## Start Supplied text

In this exquisite, posthumous work, Mike Pride resurrects the lives of poets as if they were saints, highlighting their immortal efforts with his own lyrical prose and riveting storytelling. Each artist vividly comes to life—and Pride himself, with his humility and grace and genuine sympathy, becomes their equal. A stunning achievement.
—Ken Burns
Northern Voices is a gift. Mike Pride has let us in on his long friendships with good poets. His loving attention and goodwill animate his essays. He knew how his poet friends lived in the world and in their poems. His essays will send you forth to read the poems – to Donald Hall, Jane Kenyon, and Charlie Simic, among others. And that’s the highest compliment. Poets live when they are read. Mike Pride knew this. He lives here, too. I only wish there were a sequel, or two.

## End Supplied text
## Start Record list

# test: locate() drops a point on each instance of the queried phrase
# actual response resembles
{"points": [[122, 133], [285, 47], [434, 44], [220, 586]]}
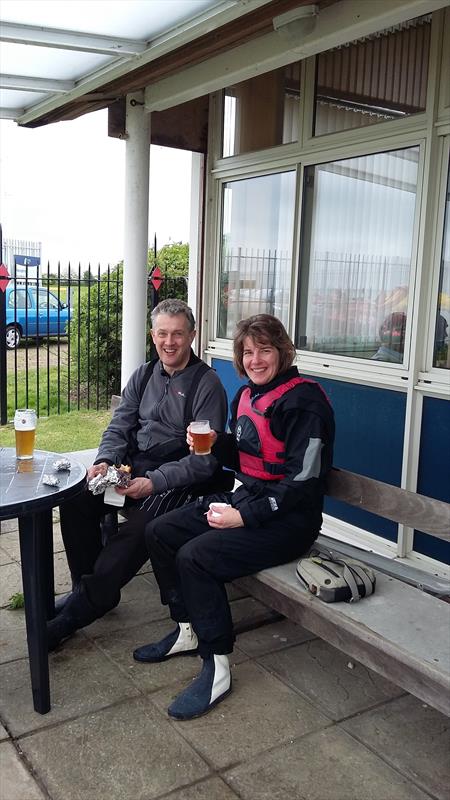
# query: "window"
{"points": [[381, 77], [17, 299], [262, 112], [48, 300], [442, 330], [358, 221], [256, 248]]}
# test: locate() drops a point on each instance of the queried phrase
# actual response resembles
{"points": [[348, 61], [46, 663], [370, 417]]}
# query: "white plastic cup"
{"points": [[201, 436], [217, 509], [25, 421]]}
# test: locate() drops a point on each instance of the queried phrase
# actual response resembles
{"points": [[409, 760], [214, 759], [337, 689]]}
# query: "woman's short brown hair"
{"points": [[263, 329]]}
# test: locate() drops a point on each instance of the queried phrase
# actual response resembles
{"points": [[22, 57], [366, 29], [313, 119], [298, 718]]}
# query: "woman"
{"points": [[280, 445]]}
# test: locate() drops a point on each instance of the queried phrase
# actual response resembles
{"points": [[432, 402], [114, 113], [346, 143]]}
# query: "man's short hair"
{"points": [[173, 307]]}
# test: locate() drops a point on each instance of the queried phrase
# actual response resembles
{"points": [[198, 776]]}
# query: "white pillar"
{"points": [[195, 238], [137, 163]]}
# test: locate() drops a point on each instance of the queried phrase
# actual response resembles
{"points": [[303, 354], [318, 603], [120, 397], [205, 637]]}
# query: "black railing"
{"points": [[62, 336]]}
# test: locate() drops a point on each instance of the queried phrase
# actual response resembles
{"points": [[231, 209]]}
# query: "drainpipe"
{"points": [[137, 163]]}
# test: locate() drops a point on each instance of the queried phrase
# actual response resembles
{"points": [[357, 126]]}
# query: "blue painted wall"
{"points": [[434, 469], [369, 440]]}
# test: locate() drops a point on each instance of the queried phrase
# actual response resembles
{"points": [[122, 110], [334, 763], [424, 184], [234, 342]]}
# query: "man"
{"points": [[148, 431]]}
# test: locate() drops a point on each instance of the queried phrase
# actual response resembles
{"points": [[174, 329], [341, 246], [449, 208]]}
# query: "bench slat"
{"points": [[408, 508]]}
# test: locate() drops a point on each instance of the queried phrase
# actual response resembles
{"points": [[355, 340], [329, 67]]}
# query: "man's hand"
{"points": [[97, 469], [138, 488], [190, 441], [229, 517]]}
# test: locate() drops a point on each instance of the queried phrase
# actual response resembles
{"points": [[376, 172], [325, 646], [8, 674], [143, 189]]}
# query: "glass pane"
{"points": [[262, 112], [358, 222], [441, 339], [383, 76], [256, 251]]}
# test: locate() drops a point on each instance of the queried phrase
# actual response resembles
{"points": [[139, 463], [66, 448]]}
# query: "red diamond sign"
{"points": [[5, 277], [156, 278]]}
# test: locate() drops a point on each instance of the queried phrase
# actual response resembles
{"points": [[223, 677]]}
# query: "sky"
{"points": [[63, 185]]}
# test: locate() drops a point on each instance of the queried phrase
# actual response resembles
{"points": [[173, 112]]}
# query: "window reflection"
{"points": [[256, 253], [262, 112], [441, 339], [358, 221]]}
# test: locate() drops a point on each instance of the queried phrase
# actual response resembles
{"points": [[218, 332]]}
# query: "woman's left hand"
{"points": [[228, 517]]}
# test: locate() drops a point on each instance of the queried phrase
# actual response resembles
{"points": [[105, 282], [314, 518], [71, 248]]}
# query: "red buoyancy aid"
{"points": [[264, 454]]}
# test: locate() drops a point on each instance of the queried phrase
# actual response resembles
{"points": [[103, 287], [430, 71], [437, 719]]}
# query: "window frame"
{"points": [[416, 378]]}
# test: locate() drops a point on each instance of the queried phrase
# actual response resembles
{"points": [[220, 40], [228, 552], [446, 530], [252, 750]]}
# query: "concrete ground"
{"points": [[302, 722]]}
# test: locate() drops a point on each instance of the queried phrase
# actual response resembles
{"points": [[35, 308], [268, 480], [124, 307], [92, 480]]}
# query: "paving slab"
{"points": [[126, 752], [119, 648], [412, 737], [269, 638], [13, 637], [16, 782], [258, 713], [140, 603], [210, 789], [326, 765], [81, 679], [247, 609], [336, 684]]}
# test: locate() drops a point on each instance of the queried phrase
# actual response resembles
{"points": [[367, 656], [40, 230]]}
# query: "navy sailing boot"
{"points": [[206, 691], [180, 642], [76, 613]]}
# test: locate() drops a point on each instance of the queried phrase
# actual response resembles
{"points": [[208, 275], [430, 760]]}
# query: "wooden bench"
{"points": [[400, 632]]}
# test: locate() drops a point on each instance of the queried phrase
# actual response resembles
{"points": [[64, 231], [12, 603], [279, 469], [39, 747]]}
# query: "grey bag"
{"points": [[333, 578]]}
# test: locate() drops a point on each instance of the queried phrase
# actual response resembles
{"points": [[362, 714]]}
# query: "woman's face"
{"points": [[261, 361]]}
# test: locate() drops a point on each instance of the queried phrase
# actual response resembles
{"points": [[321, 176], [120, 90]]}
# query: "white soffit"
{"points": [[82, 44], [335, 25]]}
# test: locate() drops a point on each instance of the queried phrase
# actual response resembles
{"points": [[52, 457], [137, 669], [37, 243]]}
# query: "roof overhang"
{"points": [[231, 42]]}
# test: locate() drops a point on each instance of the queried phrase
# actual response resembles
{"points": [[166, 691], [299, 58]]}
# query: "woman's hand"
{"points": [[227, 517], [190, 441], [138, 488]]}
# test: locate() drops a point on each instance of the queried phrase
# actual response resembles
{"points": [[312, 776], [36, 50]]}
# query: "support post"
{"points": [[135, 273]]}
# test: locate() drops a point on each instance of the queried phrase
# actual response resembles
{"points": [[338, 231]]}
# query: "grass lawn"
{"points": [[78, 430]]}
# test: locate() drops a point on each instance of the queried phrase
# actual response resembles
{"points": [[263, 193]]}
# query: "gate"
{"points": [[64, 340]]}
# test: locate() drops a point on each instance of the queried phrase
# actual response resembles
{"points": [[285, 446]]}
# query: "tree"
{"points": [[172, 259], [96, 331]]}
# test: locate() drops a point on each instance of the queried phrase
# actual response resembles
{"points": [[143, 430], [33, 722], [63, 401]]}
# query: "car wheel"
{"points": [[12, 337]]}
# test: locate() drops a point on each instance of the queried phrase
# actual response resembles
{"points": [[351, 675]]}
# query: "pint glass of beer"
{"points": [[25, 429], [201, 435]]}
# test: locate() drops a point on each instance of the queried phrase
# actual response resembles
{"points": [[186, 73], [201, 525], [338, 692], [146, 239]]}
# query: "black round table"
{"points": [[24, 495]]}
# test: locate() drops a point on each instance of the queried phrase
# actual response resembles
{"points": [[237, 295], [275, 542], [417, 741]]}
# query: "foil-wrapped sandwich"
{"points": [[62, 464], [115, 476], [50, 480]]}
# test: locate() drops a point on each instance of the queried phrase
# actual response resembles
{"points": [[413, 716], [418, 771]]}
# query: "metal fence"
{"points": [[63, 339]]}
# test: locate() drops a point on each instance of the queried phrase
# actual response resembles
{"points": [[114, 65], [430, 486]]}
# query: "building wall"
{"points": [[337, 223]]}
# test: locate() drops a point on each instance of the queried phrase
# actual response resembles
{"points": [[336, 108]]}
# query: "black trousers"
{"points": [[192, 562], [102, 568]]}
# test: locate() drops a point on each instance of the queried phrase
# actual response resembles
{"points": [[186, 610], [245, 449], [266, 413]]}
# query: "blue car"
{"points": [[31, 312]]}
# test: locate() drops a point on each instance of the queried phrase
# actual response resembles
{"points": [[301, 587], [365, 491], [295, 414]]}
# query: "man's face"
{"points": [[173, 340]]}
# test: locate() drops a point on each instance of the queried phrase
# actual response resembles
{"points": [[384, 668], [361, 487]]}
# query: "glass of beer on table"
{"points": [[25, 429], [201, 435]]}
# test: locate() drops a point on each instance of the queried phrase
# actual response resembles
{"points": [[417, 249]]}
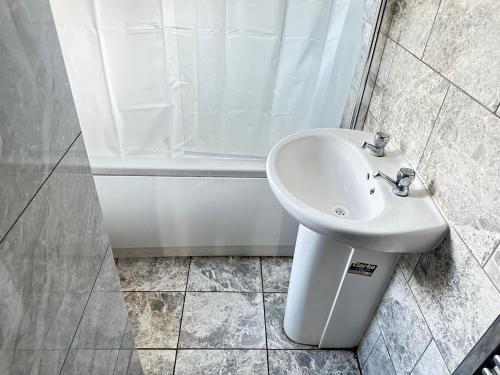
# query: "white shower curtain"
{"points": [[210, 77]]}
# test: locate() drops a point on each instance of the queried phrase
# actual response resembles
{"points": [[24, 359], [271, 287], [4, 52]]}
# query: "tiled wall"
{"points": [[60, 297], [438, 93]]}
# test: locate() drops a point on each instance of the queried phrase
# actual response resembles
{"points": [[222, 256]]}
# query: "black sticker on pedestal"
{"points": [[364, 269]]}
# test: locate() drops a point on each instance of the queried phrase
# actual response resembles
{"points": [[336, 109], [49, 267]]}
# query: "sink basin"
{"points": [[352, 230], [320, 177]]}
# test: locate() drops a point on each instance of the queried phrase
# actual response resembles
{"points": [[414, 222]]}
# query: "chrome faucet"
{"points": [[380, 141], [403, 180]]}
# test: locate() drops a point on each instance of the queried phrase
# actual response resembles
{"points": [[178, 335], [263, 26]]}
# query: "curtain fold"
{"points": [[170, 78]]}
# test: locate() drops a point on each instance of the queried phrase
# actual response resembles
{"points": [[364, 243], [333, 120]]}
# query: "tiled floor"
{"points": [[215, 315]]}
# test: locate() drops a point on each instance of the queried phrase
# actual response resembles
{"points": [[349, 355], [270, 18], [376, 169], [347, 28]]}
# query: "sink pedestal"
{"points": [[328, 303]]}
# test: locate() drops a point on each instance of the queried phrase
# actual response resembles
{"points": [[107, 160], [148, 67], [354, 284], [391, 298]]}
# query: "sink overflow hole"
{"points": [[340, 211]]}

## End Record list

▸ **Exercise instructions**
• A. Answer these about the book blurbs:
(i) Who is credited with the first passage?
(ii) What is the title of the book in the second passage?
(iii) Which three poets does the second passage name?
• B. Reproduce the book blurbs word for word, starting with "In this exquisite, posthumous" and going on through "A stunning achievement.".
You can leave the material aside.

▸ **Answers to the tasks**
• A.
(i) Ken Burns
(ii) Northern Voices
(iii) Donald Hall, Jane Kenyon, and Charlie Simic

• B.
In this exquisite, posthumous work, Mike Pride resurrects the lives of poets as if they were saints, highlighting their immortal efforts with his own lyrical prose and riveting storytelling. Each artist vividly comes to life—and Pride himself, with his humility and grace and genuine sympathy, becomes their equal. A stunning achievement.